**YOUR TASK**
Copy the rows below line for line, keeping every character unchanged.

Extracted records
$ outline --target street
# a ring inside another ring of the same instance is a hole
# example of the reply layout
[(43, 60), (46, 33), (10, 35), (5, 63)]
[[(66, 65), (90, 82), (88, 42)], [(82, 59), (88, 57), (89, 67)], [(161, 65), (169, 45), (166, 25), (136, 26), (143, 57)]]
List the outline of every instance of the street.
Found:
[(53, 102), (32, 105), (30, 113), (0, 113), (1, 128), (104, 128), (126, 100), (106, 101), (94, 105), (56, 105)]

**TASK OUTPUT**
$ outline --target street
# a ring inside another ring of the same instance is a hole
# example of the reply layout
[(43, 60), (46, 33), (10, 35), (5, 63)]
[[(66, 65), (90, 82), (88, 42)], [(82, 59), (88, 57), (89, 67)], [(161, 65), (169, 45), (166, 25), (136, 26), (143, 57)]]
List the outline of every instance of the street.
Found:
[(53, 102), (32, 105), (30, 113), (0, 113), (1, 128), (104, 128), (126, 100), (106, 101), (94, 105), (56, 105)]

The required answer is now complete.